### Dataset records
........

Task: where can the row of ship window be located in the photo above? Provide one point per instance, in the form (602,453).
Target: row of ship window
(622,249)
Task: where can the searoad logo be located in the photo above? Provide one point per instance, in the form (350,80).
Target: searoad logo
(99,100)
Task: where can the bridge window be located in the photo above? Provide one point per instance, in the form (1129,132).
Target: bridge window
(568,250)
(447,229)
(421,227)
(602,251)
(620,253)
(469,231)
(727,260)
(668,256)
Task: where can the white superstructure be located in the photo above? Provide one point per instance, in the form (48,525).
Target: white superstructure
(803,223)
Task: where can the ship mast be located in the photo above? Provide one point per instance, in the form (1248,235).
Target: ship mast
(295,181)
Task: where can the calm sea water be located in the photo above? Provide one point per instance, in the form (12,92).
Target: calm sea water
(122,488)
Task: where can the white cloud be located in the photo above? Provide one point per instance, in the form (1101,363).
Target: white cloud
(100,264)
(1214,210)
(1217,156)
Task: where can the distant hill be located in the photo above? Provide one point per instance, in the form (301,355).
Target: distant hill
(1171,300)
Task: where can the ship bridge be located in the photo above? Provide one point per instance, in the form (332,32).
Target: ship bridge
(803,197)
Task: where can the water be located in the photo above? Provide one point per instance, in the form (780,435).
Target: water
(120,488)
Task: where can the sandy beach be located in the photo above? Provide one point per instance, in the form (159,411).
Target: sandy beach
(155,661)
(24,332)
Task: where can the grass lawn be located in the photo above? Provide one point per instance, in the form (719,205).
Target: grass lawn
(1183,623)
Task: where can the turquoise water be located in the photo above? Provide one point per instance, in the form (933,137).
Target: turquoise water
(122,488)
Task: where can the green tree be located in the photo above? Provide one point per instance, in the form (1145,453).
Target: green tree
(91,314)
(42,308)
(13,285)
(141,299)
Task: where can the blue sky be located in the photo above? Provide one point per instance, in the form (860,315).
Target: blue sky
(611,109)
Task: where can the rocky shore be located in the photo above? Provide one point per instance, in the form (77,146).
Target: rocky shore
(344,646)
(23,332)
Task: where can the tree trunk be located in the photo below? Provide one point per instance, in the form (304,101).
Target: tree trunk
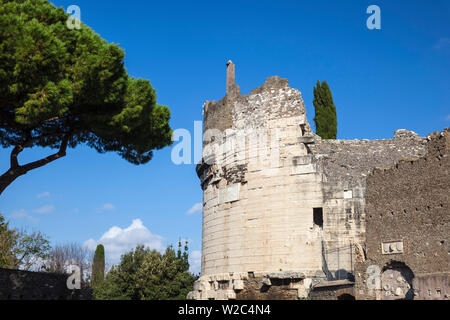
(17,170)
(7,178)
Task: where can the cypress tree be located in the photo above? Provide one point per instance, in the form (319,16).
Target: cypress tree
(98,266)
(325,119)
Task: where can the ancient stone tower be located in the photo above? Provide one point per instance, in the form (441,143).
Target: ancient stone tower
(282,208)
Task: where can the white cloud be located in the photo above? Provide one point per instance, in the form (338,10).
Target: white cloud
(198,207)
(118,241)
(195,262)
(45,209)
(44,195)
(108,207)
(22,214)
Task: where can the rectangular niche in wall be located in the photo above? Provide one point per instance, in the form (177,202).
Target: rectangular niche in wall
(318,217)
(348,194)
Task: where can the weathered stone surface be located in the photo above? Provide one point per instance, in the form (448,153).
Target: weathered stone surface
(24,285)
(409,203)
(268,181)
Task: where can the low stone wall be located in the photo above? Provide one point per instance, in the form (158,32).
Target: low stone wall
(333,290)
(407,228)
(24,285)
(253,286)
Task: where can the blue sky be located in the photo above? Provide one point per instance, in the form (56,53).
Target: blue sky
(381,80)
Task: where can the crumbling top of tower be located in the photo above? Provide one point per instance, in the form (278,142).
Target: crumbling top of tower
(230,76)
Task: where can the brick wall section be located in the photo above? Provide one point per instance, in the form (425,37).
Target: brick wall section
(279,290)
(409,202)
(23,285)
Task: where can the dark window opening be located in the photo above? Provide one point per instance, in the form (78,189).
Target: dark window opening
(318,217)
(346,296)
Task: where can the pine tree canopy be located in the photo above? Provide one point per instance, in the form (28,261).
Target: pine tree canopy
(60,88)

........

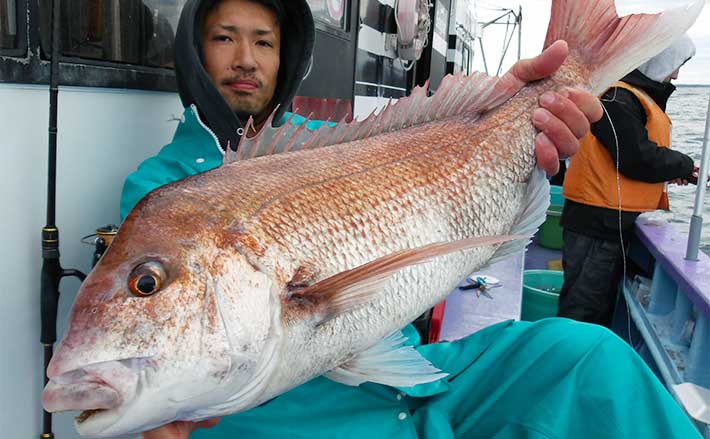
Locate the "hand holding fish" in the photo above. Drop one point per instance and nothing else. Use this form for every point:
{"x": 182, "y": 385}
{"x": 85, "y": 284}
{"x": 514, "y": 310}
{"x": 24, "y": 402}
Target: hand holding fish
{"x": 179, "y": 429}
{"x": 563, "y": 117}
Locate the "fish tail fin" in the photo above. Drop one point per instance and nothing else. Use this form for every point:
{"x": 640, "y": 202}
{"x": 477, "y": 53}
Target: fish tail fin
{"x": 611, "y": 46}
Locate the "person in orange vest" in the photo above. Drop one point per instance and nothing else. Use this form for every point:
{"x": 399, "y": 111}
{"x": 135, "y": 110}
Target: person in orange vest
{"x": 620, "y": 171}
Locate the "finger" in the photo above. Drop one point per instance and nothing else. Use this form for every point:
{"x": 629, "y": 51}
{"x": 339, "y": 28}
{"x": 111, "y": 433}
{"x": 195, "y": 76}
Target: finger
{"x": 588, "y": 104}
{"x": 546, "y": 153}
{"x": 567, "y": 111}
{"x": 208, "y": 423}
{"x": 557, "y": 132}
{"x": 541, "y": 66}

........

### Required work
Using the entries above, copy out all lines that contain the string "this".

### Exercise output
Locate the "hand holding fish" in the photo above. Drop one point per instance and nothing else. Use this form for every point:
Locate the "fish tail fin" in the photo above. Drop one point per instance and nothing else. Use this form for every point:
Locate the "person in orange vest" in the photo above. Drop one point per instance and nothing else. Use this form for every point:
Locate the "finger" in the photo above. Drop one point per instance and nothing else. Use this form for every point:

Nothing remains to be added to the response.